**Parts of the exercise**
1. Output the passage of the blog post on trustworthy health benefits data starting at "Written by Ronda" and ending at "even socioeconomic data.", copied word for word.
2. Pick up the blog post on trustworthy health benefits data after its final sentence and continue it in the same style.

**Source document**

Merative Blog | Technology, Data, and Analytics in Healthcare

Optimize health benefits with trustworthy data

Written by Ronda Daugherty | Jul 16, 2025 7:19:01 PM

It’s hard to make confident decisions based on limited or untrustworthy information. That’s especially true in health and benefits, where the stakes are high and benefits professionals are under pressure to keep program costs manageable while maintaining attractive benefits. To design and manage great programs, you first need data you can trust. 

Through their insurance claims, employers have access to a lot of healthcare data – clinical data, admissions, outpatient claims, pharmacy data, lab data, and much more. On top of healthcare data, employees may also have access to data related to employee productivity, leave and absence, disability, level of engagement with health and wellness vendors, potentially even socioeconomic data.   

In a perfect world, it would be easy to bring all that data together to provide a complete and accurate picture of healthcare program performance, enabling better decisions around employee care, program offerings, and overall cost. But as anyone who’s tried grappling with these issues has likely discovered, it’s anything but easy.

**Source data**

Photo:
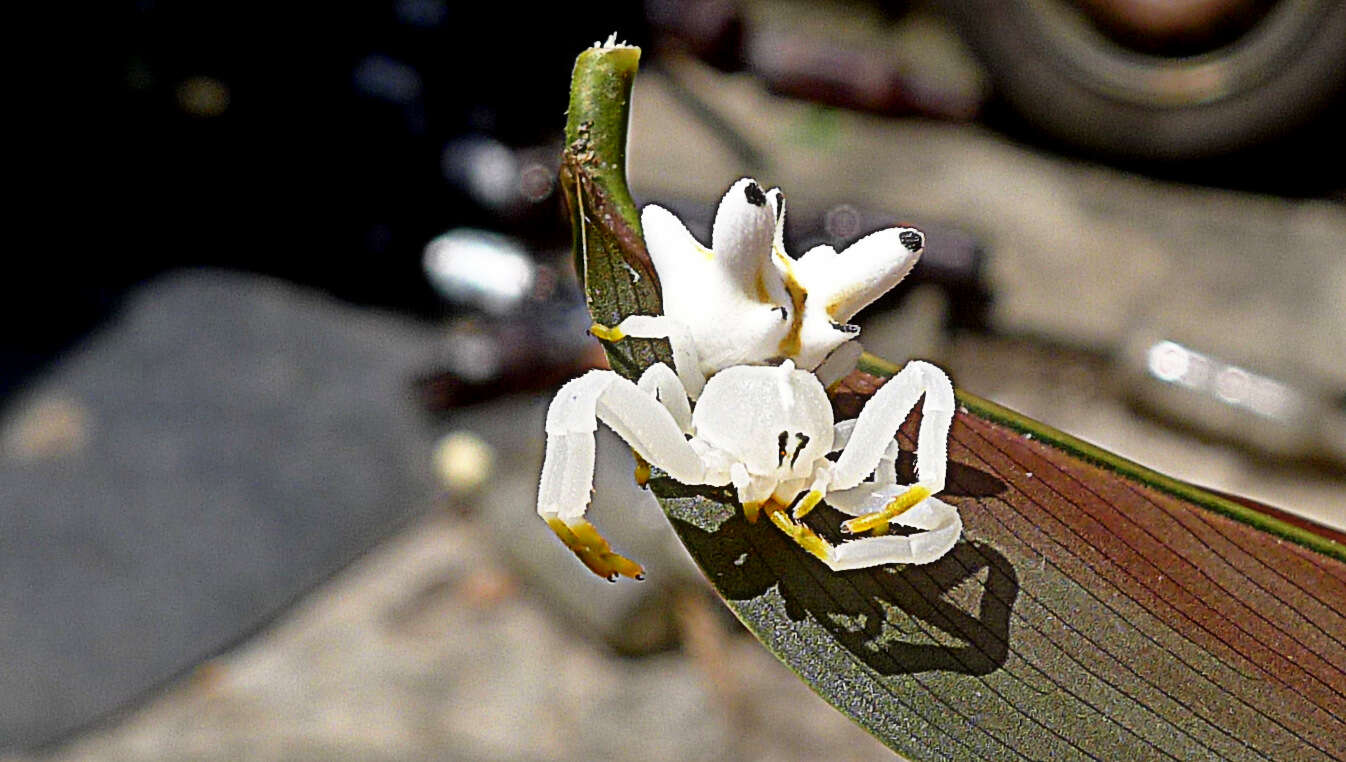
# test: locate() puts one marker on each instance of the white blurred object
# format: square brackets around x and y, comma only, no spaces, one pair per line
[1228,400]
[481,269]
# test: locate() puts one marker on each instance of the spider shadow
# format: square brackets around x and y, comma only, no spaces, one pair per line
[949,615]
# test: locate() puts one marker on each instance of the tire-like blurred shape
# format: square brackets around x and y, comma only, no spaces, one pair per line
[1070,80]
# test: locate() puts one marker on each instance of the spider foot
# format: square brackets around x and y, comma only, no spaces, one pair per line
[805,537]
[594,551]
[750,510]
[806,504]
[880,518]
[605,333]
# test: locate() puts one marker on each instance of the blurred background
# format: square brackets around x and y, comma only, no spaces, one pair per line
[269,442]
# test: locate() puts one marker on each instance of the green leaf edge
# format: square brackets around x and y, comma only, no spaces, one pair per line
[987,409]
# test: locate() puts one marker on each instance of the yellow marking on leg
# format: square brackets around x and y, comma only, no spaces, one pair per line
[805,537]
[890,512]
[806,504]
[605,333]
[750,510]
[642,470]
[792,342]
[594,551]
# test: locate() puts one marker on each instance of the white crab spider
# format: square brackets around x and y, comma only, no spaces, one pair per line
[745,300]
[766,431]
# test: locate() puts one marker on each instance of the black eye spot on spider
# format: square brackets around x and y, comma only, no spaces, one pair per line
[804,440]
[754,193]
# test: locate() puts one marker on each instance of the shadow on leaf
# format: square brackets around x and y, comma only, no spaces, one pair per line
[949,615]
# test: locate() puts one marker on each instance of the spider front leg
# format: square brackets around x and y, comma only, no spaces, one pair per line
[870,440]
[567,481]
[938,523]
[687,361]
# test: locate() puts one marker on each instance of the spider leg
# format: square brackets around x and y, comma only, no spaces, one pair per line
[567,481]
[886,473]
[883,415]
[940,529]
[662,384]
[687,361]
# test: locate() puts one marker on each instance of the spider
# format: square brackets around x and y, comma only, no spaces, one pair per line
[762,422]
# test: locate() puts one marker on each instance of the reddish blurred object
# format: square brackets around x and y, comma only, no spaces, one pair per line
[802,65]
[817,69]
[1163,22]
[483,361]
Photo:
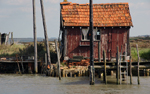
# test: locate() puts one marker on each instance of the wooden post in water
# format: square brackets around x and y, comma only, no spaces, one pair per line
[35,39]
[0,38]
[99,51]
[117,61]
[104,60]
[22,64]
[46,58]
[130,70]
[58,58]
[46,36]
[138,79]
[12,40]
[92,70]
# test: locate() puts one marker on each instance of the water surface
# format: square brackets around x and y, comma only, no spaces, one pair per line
[39,84]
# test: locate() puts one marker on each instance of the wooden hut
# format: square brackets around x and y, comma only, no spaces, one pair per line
[112,22]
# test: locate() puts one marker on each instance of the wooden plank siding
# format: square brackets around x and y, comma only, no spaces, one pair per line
[110,39]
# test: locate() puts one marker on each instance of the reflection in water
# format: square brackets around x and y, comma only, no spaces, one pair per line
[39,84]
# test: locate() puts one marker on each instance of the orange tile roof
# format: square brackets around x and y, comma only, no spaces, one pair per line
[104,15]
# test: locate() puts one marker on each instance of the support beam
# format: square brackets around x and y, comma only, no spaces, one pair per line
[35,39]
[138,73]
[45,33]
[130,70]
[105,73]
[58,58]
[117,61]
[92,70]
[99,51]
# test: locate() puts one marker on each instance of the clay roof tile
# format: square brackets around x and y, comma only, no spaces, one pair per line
[108,14]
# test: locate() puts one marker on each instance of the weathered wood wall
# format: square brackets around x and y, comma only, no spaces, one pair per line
[110,38]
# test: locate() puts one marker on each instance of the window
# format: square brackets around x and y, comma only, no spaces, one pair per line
[98,34]
[85,34]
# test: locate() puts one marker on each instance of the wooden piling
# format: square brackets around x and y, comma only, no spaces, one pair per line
[58,59]
[45,58]
[99,51]
[0,38]
[22,64]
[130,70]
[45,33]
[117,61]
[138,73]
[104,59]
[35,39]
[18,64]
[12,40]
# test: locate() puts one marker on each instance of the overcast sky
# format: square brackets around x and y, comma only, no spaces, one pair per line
[16,16]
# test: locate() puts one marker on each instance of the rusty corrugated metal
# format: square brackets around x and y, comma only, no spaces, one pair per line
[110,39]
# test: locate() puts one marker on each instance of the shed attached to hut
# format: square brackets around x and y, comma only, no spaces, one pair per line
[111,21]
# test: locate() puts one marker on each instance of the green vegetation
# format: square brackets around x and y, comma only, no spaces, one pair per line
[26,50]
[143,46]
[143,52]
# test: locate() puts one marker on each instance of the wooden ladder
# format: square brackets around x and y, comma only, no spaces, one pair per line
[123,67]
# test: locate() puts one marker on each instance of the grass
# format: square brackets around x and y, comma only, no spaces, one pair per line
[26,50]
[10,50]
[143,53]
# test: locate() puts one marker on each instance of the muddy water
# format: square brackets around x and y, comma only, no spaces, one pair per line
[39,84]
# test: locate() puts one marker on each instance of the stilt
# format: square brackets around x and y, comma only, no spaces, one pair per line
[138,79]
[46,36]
[35,39]
[104,59]
[130,70]
[117,61]
[58,59]
[99,51]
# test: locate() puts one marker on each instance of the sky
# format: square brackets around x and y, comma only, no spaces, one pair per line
[16,16]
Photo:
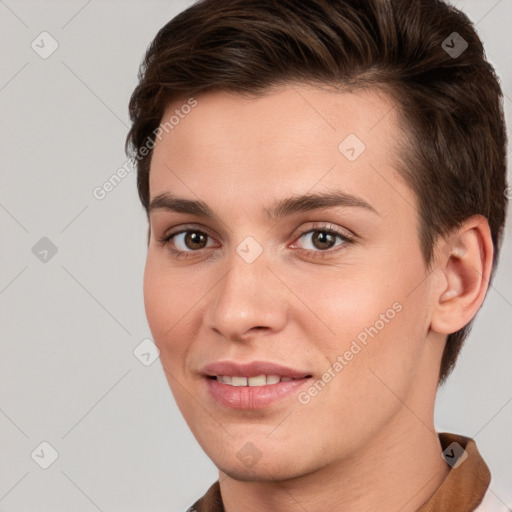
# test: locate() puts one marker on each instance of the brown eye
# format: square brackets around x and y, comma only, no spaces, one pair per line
[190,240]
[320,240]
[195,240]
[323,239]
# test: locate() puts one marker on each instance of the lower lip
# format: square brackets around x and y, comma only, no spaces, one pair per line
[252,397]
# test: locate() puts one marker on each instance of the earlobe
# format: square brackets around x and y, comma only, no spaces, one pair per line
[464,270]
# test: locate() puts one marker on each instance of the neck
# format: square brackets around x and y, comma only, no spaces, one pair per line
[399,469]
[396,472]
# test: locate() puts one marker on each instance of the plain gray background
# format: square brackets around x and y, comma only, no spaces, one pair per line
[70,323]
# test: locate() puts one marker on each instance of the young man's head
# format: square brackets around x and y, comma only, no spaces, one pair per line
[326,188]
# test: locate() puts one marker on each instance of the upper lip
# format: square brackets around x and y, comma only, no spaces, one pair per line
[252,369]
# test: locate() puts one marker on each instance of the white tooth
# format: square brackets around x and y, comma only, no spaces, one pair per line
[260,380]
[239,381]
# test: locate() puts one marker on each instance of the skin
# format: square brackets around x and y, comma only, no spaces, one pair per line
[367,440]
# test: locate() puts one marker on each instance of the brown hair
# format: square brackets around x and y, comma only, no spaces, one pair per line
[451,104]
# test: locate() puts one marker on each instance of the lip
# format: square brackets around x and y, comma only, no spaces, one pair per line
[252,397]
[252,369]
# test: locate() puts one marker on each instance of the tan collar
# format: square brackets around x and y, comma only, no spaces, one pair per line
[461,491]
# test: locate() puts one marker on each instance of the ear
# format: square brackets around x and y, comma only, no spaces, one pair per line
[464,264]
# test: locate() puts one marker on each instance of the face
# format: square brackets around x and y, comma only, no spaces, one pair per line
[287,328]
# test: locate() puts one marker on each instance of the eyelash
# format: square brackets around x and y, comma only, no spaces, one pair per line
[166,241]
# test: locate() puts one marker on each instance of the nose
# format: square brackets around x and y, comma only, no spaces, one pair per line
[249,299]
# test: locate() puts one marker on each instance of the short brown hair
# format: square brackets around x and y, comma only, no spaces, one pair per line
[451,104]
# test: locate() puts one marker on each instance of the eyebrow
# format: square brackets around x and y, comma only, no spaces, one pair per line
[279,209]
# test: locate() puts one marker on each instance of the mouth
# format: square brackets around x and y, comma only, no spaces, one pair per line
[257,381]
[255,385]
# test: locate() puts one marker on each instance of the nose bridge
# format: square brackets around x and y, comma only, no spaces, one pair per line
[248,295]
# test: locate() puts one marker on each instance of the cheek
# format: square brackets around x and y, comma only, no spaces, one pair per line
[164,305]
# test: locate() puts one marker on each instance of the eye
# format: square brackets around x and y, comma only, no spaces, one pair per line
[186,242]
[322,239]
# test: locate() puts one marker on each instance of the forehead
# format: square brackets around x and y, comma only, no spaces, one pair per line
[293,139]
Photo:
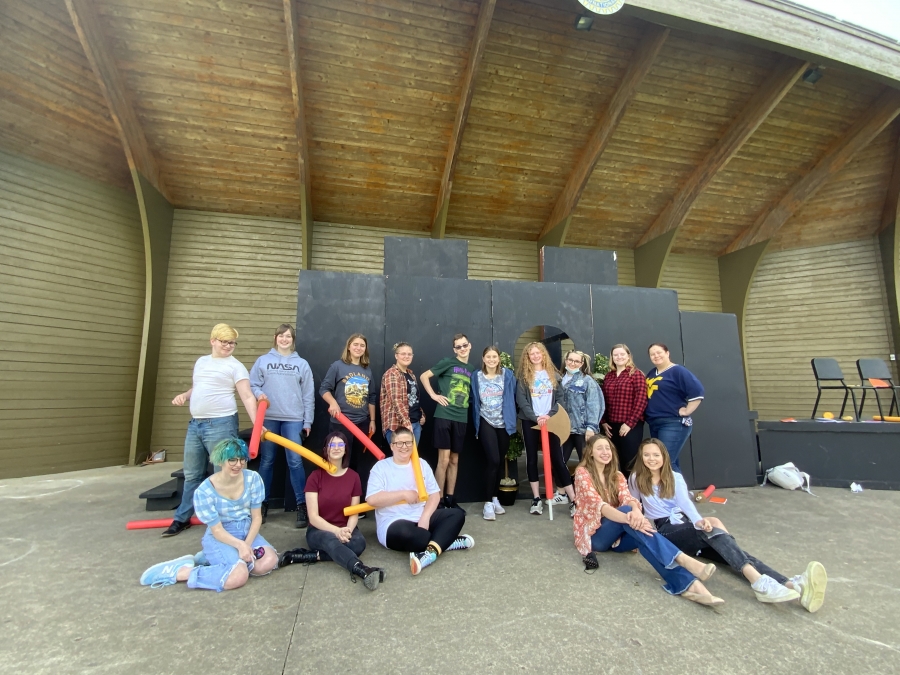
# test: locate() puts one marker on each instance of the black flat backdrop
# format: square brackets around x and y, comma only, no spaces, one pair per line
[427,313]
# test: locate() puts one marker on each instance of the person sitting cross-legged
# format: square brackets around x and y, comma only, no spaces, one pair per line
[415,527]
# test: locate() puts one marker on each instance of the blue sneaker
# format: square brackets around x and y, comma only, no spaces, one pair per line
[163,574]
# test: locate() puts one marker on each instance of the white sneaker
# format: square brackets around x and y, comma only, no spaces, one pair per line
[488,512]
[769,590]
[811,586]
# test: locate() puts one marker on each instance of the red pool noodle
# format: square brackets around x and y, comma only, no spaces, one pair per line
[365,440]
[257,427]
[548,471]
[153,524]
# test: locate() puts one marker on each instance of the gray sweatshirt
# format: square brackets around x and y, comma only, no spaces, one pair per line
[288,382]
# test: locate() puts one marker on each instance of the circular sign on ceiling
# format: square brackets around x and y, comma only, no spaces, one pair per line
[603,6]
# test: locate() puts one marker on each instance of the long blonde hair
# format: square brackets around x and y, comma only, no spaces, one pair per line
[527,368]
[644,477]
[604,478]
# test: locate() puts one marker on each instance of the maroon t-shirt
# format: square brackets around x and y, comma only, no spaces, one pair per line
[335,493]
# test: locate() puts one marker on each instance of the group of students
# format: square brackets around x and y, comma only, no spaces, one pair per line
[651,513]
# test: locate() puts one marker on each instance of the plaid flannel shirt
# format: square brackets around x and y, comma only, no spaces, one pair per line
[626,397]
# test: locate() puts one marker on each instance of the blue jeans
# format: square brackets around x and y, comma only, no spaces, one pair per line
[417,432]
[656,549]
[673,434]
[201,438]
[268,449]
[222,558]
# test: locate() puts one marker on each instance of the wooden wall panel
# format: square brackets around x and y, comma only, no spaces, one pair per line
[71,314]
[240,270]
[696,278]
[51,107]
[810,302]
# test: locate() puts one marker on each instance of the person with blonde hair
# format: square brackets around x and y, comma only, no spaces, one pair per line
[217,376]
[347,388]
[667,502]
[625,392]
[609,518]
[537,395]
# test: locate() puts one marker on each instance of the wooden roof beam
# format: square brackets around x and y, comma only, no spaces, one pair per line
[554,231]
[881,113]
[306,217]
[775,87]
[482,27]
[137,150]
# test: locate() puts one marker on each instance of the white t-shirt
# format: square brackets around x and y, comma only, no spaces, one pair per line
[386,476]
[213,390]
[541,393]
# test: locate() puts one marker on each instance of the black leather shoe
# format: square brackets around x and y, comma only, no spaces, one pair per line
[298,556]
[176,528]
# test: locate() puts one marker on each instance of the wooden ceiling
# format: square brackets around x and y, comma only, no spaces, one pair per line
[380,86]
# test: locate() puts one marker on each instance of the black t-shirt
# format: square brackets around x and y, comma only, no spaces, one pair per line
[412,393]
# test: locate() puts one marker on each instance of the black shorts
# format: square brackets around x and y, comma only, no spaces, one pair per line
[449,434]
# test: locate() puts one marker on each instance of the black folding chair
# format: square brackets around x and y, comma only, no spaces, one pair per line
[829,372]
[877,369]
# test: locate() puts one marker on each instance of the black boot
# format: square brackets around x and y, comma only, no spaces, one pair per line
[298,555]
[302,517]
[371,576]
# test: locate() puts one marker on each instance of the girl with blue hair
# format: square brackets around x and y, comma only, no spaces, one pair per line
[229,503]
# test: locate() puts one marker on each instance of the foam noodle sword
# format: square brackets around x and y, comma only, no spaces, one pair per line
[360,436]
[558,424]
[420,486]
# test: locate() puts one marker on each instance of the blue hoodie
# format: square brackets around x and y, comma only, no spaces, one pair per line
[509,401]
[288,382]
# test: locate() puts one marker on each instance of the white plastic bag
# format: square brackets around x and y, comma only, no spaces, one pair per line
[788,477]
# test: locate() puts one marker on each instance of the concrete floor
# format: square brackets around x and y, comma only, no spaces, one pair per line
[518,602]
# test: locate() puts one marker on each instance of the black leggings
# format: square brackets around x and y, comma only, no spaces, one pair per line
[532,438]
[444,527]
[495,443]
[626,446]
[576,442]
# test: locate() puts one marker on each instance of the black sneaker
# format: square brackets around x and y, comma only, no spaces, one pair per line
[302,517]
[176,528]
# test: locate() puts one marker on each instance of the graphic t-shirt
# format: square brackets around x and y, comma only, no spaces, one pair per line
[412,394]
[455,382]
[349,384]
[214,386]
[541,393]
[334,493]
[490,394]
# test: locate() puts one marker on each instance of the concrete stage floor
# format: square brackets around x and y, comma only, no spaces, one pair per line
[519,602]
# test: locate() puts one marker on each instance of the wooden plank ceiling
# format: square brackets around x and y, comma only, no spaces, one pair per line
[210,82]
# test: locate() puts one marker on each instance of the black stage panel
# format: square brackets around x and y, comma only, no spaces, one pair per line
[636,317]
[723,447]
[579,266]
[331,306]
[414,256]
[520,305]
[427,313]
[835,454]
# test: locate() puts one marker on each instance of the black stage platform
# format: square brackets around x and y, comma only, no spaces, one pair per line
[835,454]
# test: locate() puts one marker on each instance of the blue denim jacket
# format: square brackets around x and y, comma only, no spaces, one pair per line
[584,402]
[509,401]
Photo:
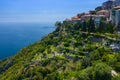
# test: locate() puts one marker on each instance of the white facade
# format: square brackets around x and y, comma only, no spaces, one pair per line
[117,17]
[117,2]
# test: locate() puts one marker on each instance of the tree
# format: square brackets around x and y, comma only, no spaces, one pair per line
[102,72]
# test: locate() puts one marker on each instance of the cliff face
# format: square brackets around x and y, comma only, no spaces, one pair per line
[67,53]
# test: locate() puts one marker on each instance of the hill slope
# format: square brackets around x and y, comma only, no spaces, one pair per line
[67,53]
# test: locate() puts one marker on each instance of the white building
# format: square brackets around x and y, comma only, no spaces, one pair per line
[117,2]
[115,16]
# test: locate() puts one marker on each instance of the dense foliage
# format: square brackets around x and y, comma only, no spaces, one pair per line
[71,52]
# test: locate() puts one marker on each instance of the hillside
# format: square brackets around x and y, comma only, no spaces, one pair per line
[67,53]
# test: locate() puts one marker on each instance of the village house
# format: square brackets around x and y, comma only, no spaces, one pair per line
[105,13]
[117,2]
[115,16]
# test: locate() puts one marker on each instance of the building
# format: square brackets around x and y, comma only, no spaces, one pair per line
[106,13]
[115,16]
[108,4]
[117,2]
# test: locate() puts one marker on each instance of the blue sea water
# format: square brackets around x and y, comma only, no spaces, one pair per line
[14,36]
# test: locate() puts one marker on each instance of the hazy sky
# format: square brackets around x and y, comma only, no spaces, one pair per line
[43,10]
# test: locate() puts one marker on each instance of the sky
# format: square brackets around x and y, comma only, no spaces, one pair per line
[44,10]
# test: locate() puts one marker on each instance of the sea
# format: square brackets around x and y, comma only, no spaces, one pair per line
[15,36]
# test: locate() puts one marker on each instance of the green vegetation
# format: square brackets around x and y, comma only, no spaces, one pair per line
[71,52]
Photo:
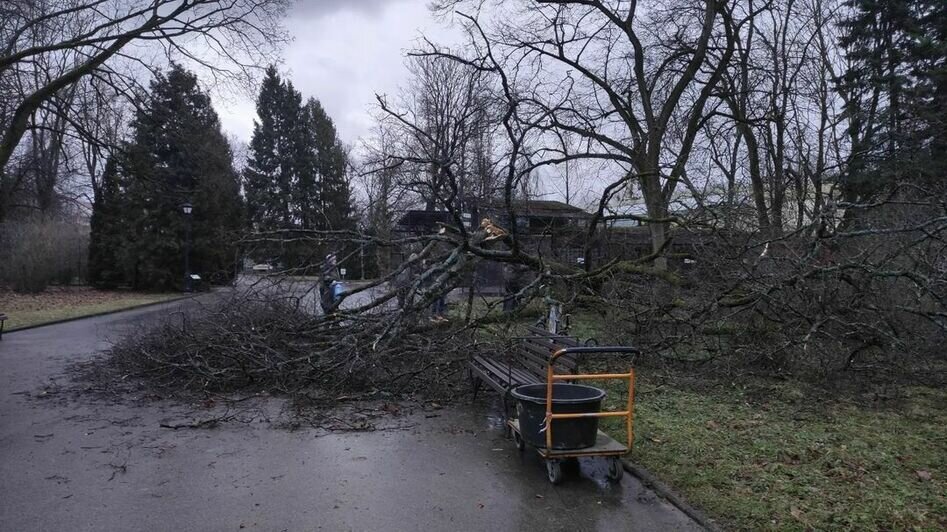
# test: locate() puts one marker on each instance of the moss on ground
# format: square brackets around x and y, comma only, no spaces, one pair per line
[25,310]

**Set of answers**
1.
Written by Ronda Daugherty | Jul 16, 2025 7:19:01 PM

It’s hard to make confident decisions based on limited or untrustworthy information. That’s especially true in health and benefits, where the stakes are high and benefits professionals are under pressure to keep program costs manageable while maintaining attractive benefits. To design and manage great programs, you first need data you can trust. 

Through their insurance claims, employers have access to a lot of healthcare data – clinical data, admissions, outpatient claims, pharmacy data, lab data, and much more. On top of healthcare data, employees may also have access to data related to employee productivity, leave and absence, disability, level of engagement with health and wellness vendors, potentially even socioeconomic data.

2.
An L.E.K. Consulting survey, commissioned by Truven, found that a lack of quality data and expertise holds employers back from understanding outcomes related to their health benefit programs. Specifically, self-insured employers have:  

  • A lack of high-quality, reliable data on outcomes 
  • A lack of data analytics talent within the company 
  • The inability to benchmark their company’s health benefits program metrics against similar organizations 

With that in mind, how can health and benefits ensure the data they base their decisions on is of the best possible quality? 

Bad data leads to bad decisions 

Without quality healthcare data, organizations can’t ensure that their decisions are going to be the best possible for their employees and their own bottom line. It’s important to know that the data has the following characteristics:  

  • Accuracy – Are the data points correct and compare well to historical data or benchmarks? Does the data match external validation sources? 
  • Completeness – Is all the data present? Pay special attention to key fields and the percentage populated. Do files match control totals? 
  • Consistency – Does the data match across all systems? Are fluctuations across time periods consistent, expected, and within set thresholds? 
  • Timeliness – Is the data up to date? Is it received from the data supplier in the timeframe expected? What is the lag? How much historical data is available? 
  • Uniqueness – Are there any duplicate pieces of data? Is data available from non-traditional data sources? Can missing data, such as for social determinants, be inferred from external data sources?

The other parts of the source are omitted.